── Records shown ──

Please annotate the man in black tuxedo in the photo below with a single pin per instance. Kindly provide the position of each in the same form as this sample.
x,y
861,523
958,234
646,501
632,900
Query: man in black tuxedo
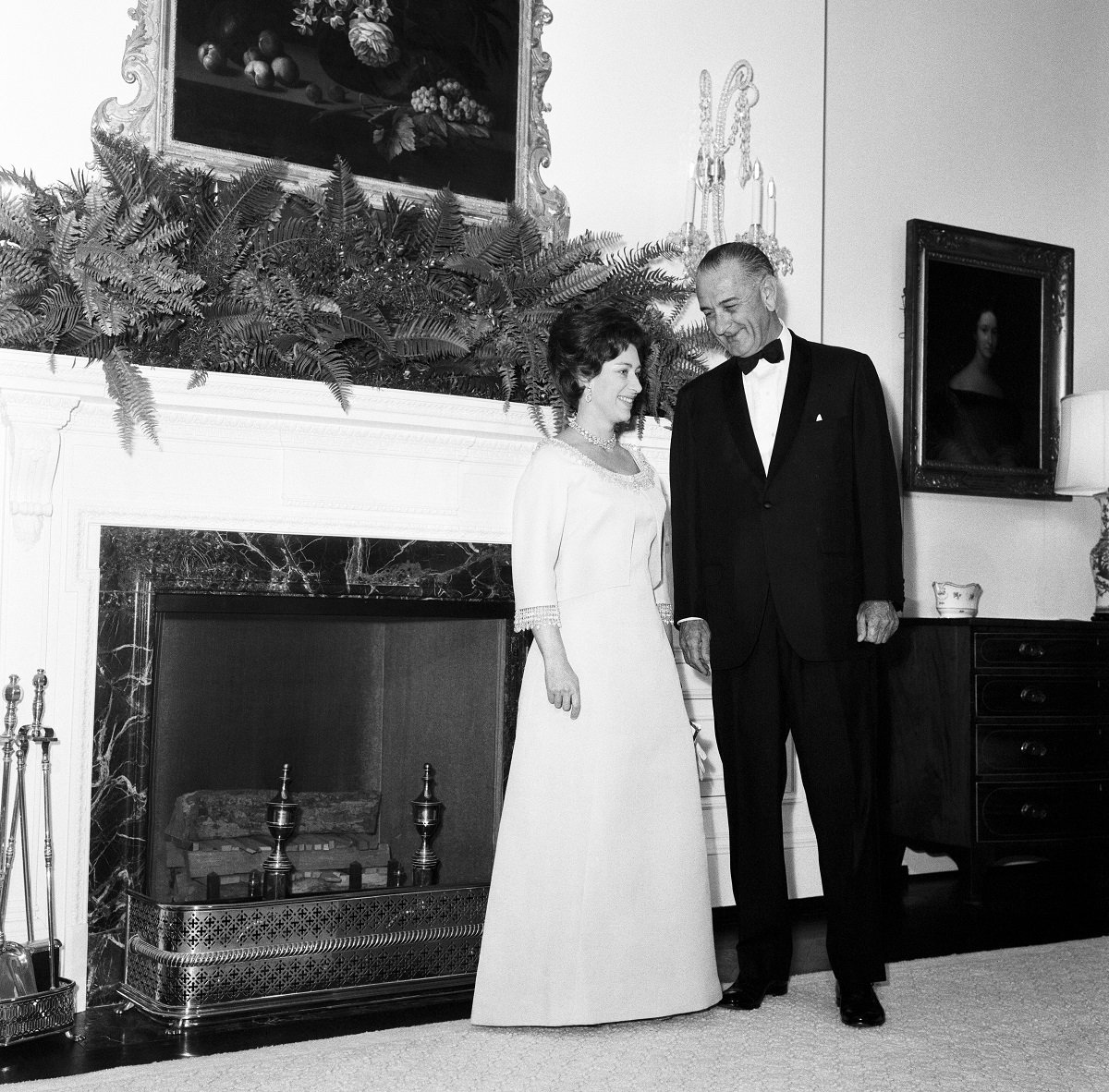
x,y
787,554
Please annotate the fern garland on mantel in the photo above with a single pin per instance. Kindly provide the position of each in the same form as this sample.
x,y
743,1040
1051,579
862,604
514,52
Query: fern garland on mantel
x,y
149,261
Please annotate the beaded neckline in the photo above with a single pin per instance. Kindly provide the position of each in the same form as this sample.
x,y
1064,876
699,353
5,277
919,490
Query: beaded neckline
x,y
640,480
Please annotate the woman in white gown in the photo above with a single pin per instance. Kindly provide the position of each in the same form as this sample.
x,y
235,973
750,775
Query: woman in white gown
x,y
599,906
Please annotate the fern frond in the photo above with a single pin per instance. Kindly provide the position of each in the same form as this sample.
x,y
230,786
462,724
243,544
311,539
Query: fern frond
x,y
442,228
17,324
344,204
17,225
134,400
577,284
469,266
17,270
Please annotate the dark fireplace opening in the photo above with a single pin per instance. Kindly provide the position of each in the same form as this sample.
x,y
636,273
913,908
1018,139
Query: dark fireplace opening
x,y
355,696
410,635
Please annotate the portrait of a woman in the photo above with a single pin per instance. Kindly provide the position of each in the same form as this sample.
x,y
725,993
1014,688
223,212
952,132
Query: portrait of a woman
x,y
973,419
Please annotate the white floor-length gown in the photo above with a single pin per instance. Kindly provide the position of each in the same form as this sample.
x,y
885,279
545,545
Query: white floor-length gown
x,y
599,906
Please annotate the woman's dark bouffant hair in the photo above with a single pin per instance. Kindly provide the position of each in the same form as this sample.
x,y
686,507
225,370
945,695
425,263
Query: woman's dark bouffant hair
x,y
582,338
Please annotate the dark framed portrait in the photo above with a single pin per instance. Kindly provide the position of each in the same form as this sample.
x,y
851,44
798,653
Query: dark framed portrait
x,y
988,354
415,95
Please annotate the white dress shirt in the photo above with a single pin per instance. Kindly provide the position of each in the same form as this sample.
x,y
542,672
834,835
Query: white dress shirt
x,y
765,389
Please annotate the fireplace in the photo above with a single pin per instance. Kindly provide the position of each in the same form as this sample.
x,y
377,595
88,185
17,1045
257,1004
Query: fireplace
x,y
222,657
281,463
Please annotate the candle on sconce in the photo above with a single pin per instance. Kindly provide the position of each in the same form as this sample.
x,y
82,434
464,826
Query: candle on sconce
x,y
757,194
691,194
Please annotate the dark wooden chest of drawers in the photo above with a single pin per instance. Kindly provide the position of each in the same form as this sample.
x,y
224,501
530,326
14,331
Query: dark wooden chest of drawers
x,y
998,738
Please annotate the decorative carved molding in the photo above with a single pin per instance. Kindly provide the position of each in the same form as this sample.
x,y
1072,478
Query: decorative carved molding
x,y
33,435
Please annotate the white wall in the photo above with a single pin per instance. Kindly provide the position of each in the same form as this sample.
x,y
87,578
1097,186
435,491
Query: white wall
x,y
990,117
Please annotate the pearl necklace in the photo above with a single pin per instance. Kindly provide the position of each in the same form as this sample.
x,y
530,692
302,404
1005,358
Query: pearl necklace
x,y
596,441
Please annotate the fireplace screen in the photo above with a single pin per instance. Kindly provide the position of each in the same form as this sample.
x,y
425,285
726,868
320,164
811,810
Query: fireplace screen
x,y
355,696
223,655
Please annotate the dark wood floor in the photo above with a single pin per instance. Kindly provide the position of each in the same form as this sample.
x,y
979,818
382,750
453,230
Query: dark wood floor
x,y
1021,904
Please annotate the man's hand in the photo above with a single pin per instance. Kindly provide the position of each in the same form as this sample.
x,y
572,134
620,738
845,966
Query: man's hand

───

§ What this task involves: Please copy every entry above word for word, leaving out the picture.

§ Result below:
Please annotate the man in black tuxedo in the photo below with a single pin per instance. Kindly provide the position of each in the same form as this sample.
x,y
861,523
958,234
646,501
632,900
Query: man in black tuxedo
x,y
787,554
Please annotate the fern garland on mantel in the photo above with a single pin per instance. Kindly provide the position of each in the same form as this sample.
x,y
743,1040
1051,579
862,604
514,52
Query: fern garland on mantel
x,y
149,261
Please annotate the beaded neckline in the photo above with a single pin per instance. Kindly provide the position of each in the same form as this sample.
x,y
1064,876
699,353
5,277
919,490
Query: beaded neckline
x,y
640,480
Please annotate the woman in white gown in the photo above with a single pin per instance. Kindly provide the position of each in the same form as this sample.
x,y
235,973
750,775
Query: woman in white gown
x,y
599,906
Please annotate the fern frond in the photo above with a single pin per instance. Kindly provide the position of each in the same form as this sample.
x,y
230,786
462,724
243,544
311,539
Query: fern frond
x,y
442,228
17,324
344,204
17,225
134,400
577,284
469,266
17,270
Please annotate the dark fireplace opening in the photo above with a single pin per instance. Kindly provide the position of each in the same form as this sample.
x,y
636,273
913,908
1018,139
Query: dark fireplace opening
x,y
355,696
410,635
Please annotate the portrait of a woman in the photo above with a single pin per instance. Kindly provide the position of each in the same form as this sample.
x,y
725,993
1014,688
223,212
952,132
Query: portrait of a woman
x,y
973,419
Please annotate the white floor-length gown in the photo above with a single pin per instance. Kindly provide the position of each in the same form as this sample.
x,y
885,279
545,545
Query: white floor-length gown
x,y
599,906
Please annotate the woman's dark bouffant hair in the photo above with a single pin per instance. Kindly provide the position of each in the same form as this sample.
x,y
686,507
225,370
945,695
425,263
Query: woman's dark bouffant hair
x,y
582,338
Please annotate the dark framed portrait in the photo above with a single pin per instance. Kindly provide the position of each in the same form as this sample.
x,y
851,44
798,653
Query: dark framed portrait
x,y
988,354
415,95
Please annotate the white dress shirt in the photo above with a single pin per instance. Kindly provide the position of each in the same form as this sample.
x,y
542,672
834,835
Query: white dress shirt
x,y
765,389
Please annotate the fireplace in the photo above with a single pin per instance. Kindly provide the position of each in the same form as this sample.
x,y
377,595
88,185
17,1045
257,1004
Query: fireplace
x,y
222,657
281,463
Please annotate the candle on sconce in the photo above with a single pin per instance. Kindly provide the position of each in the same form as this sample.
x,y
82,434
464,826
Query: candle on sconce
x,y
757,194
691,194
Please annotate the dark wooden chest of drawers in the photo above with a single pin per instance. Kindly provide the position of each in the same form as this sample.
x,y
224,501
530,326
14,331
Query: dark wooden chest of drawers
x,y
998,738
Please annotate the decorative carved molding in the photo above with a single pin per instance. Kindly provide the position of each in the same form as this sample.
x,y
1072,478
Query: decorative carved molding
x,y
33,435
Please annotate the white wall in the photo above with a single pin per instance. Kindly provide the position of each in the same form as this sample.
x,y
87,578
1097,186
435,491
Query: white wall
x,y
990,117
Please annotate the pearl necklace in the photo above with a single pin per instance. Kindly provide the position of each in the same form as this sample.
x,y
530,692
302,404
1005,358
Query: pearl necklace
x,y
596,441
Please annotate the fireplace screen in the photo above with a single pin per instance. Kindly provide the position of each in the same form as this sample.
x,y
425,285
726,868
320,164
811,810
Query: fireplace screen
x,y
355,696
223,655
Please annotate the dark wood floor in the photo above with a single pin per instance. Kindly provide the position of each in the same form as this sample.
x,y
979,818
382,750
453,230
Query: dark wood floor
x,y
1021,904
Please annotate the man's hand in the photo above with a single pin per instance. Kindly provide the position of each in the same form as this sample.
x,y
572,134
620,738
845,966
Query: man's hand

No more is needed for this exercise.